_Page text_.
Nikon Z9 AF-S Performance (Single Servo Autofocus)
So far, the Nikon Z cameras have focused extremely well in AF-S mode, with high accuracy, fast speeds, and good low-light performance. The Z9 takes things even further, especially in the realm of low-light AF-S focusing. I’ll detail the most important changes here.
1. New AF-S Options
Although the Nikon Z9 is mainly making headlines for its AF-C performance and autofocus tracking, it also adds some new features for AF-S photography compared to previous Nikon cameras.
One obvious difference is the list of AF area modes available when using AF-S: pinpoint, single point, wide area small, wide area large, wide area C1, wide area C2, and auto area. I marked the two new additions in bold: wide area C1 and C2. These are boxes whose size and shape you define for yourself in the Z9’s Photo Shooting menu. The C1 and C2 boxes can be any shape/size rectangle you want, up to the width or height of the entire image, and down to the width or height of the single-point AF box.
A smaller change is that Nikon increased the number of AF area boxes that are able to perform subject recognition in AF-S mode. Specifically, Nikon added this functionality to wide area C1, wide area C2, and wide area small. (It was already available on wide area large and auto area on the Z6 II and Z7 II.)

_Source material_.
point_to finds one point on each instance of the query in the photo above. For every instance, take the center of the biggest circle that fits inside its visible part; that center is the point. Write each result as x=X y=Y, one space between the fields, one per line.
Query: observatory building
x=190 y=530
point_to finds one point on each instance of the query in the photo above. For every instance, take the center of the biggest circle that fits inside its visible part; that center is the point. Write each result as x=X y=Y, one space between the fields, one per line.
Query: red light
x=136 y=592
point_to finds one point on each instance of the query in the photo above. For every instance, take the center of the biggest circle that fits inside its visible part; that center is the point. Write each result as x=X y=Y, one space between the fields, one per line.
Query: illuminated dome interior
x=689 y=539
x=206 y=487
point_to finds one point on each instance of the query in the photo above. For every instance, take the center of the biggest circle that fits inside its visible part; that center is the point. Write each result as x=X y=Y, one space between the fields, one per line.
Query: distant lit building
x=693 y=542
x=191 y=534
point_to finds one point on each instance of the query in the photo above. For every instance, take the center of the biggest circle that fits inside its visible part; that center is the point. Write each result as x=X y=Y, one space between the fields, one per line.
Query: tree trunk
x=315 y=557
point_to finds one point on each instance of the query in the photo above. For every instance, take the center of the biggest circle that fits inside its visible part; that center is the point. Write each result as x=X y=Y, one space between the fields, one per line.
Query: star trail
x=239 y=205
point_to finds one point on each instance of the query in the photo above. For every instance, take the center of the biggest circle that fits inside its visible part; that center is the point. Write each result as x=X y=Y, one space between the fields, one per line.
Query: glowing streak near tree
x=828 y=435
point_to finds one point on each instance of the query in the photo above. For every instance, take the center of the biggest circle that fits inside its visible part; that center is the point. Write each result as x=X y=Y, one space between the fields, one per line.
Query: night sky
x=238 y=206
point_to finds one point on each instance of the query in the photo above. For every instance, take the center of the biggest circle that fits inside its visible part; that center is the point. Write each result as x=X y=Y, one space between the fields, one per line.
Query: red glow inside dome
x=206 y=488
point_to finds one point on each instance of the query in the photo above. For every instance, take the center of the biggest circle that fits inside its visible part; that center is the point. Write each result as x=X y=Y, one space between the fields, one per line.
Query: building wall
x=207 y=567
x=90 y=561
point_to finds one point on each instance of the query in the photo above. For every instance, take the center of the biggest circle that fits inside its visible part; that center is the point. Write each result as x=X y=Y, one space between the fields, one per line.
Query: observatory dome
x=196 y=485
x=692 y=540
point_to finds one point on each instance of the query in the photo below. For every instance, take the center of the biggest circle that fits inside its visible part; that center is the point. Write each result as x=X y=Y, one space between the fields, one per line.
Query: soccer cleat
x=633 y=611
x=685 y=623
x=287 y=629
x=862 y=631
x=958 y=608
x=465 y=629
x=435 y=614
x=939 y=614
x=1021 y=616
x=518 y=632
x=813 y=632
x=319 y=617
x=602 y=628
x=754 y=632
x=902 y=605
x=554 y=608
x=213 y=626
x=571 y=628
---
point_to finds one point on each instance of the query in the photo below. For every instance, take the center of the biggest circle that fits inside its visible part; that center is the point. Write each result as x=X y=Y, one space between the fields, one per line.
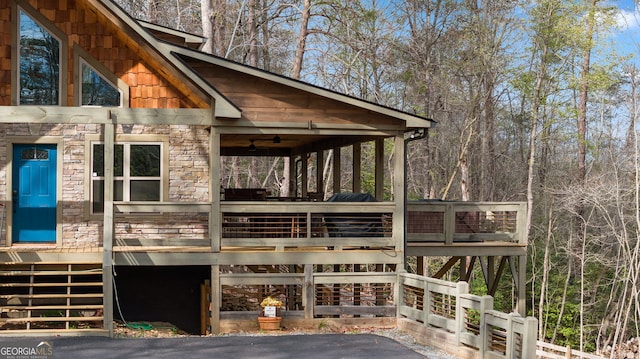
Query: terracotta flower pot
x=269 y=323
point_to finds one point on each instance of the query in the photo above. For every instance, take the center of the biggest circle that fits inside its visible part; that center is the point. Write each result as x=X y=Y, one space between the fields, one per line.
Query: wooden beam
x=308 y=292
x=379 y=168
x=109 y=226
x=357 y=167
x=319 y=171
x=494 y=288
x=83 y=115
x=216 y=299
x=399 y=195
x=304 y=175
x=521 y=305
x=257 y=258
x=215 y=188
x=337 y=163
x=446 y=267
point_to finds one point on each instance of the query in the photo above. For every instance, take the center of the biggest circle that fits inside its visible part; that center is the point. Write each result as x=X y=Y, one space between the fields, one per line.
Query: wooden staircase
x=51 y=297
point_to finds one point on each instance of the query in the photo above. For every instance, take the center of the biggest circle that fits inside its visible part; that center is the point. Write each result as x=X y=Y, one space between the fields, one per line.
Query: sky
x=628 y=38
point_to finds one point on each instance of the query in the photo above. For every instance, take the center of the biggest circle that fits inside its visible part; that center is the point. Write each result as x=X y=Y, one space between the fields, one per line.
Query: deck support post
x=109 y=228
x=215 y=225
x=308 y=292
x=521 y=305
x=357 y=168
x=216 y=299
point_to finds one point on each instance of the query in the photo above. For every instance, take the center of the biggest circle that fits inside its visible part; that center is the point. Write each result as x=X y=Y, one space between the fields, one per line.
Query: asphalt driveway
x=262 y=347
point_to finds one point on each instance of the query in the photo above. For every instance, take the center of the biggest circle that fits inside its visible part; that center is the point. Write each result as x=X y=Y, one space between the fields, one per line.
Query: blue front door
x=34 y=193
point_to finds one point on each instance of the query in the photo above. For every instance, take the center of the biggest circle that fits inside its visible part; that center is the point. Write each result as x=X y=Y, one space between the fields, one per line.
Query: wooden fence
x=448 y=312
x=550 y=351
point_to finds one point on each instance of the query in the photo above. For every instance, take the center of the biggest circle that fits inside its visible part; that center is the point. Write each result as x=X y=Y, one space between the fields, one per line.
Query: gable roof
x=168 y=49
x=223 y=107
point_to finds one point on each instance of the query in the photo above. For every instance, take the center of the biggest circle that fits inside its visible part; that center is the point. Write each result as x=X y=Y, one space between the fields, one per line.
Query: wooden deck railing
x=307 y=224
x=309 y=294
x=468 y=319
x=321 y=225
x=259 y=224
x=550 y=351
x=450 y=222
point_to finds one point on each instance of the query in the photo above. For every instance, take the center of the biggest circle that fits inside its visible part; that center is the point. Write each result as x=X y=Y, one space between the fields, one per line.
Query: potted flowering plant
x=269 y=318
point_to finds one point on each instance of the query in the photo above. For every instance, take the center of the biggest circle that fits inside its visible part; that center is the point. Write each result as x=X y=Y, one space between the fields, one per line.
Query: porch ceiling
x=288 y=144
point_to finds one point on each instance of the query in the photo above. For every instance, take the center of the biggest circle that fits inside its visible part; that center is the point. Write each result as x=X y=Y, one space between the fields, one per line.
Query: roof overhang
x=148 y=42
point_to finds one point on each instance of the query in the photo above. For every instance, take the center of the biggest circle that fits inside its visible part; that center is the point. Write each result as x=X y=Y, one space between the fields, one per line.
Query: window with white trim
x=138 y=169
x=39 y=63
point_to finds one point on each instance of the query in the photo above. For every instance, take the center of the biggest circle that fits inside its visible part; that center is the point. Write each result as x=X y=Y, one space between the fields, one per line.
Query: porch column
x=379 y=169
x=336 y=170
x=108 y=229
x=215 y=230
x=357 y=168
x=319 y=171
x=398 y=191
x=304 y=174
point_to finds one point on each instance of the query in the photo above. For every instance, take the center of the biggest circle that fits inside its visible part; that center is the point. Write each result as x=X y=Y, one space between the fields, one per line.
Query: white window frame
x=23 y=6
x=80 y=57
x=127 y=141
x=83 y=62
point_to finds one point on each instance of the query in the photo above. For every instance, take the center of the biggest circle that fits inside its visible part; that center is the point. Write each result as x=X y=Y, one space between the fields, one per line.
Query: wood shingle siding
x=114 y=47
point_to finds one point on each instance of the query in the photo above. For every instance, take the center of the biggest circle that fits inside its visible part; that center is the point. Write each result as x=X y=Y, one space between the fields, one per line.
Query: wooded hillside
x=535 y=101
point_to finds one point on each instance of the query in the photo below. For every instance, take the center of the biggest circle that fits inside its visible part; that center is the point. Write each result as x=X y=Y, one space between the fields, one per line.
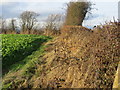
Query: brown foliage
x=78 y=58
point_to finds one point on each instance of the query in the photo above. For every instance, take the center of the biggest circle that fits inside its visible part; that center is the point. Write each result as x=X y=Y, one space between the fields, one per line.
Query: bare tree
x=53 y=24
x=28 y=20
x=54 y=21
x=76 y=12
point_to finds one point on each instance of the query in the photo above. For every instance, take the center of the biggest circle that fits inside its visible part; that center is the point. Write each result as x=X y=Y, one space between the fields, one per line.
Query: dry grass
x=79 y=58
---
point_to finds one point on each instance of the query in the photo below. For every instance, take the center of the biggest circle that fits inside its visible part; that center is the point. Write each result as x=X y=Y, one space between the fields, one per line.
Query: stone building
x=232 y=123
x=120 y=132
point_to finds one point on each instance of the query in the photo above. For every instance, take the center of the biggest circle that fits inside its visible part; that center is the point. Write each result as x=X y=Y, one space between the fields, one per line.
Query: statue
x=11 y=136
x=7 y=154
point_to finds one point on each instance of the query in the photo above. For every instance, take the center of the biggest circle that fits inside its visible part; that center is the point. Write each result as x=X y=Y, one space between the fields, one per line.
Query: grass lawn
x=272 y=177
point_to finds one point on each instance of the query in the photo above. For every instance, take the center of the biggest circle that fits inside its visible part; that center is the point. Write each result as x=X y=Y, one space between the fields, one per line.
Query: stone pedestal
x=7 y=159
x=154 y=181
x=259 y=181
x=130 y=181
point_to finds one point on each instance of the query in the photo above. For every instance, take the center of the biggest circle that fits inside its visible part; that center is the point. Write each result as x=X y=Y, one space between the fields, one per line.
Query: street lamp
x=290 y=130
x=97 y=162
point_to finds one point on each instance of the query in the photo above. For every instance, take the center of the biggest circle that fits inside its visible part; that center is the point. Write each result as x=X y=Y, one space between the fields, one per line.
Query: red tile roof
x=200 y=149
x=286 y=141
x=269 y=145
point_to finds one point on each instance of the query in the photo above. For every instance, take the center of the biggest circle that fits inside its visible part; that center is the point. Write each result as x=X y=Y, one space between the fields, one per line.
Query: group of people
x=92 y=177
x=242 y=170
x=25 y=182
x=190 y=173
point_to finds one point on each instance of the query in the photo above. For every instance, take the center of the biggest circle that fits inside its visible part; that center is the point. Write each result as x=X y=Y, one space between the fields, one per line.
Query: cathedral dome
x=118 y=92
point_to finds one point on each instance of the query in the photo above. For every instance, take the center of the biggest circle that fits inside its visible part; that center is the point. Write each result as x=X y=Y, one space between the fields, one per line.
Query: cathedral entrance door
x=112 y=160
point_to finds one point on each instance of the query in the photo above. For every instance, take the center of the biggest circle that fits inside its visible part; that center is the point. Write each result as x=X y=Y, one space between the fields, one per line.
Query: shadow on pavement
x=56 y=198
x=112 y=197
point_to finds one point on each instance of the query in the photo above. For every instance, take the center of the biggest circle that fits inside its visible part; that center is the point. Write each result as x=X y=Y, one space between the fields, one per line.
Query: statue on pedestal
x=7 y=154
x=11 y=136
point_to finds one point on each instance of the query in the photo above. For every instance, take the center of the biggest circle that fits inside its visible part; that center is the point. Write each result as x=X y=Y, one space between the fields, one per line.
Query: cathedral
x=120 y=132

_Problems and tasks_.
(1) Answer these questions about the Nikon Z9 text:
(a) Which two AF area modes are the new additions for AF-S?
(b) In which menu do you define the size and shape of the C1 and C2 boxes?
(c) On which two earlier cameras was subject recognition already available on wide area large and auto area?
(2) Tally the lines of the entries that contain the string "roof" and give only the number, treating uppercase and lowercase as different.
The Nikon Z9 text and the entries have no connection to each other.

_Solved tasks_.
(1)
(a) Wide area C1 and wide area C2
(b) The Photo Shooting menu
(c) The Z6 II and Z7 II

(2) 3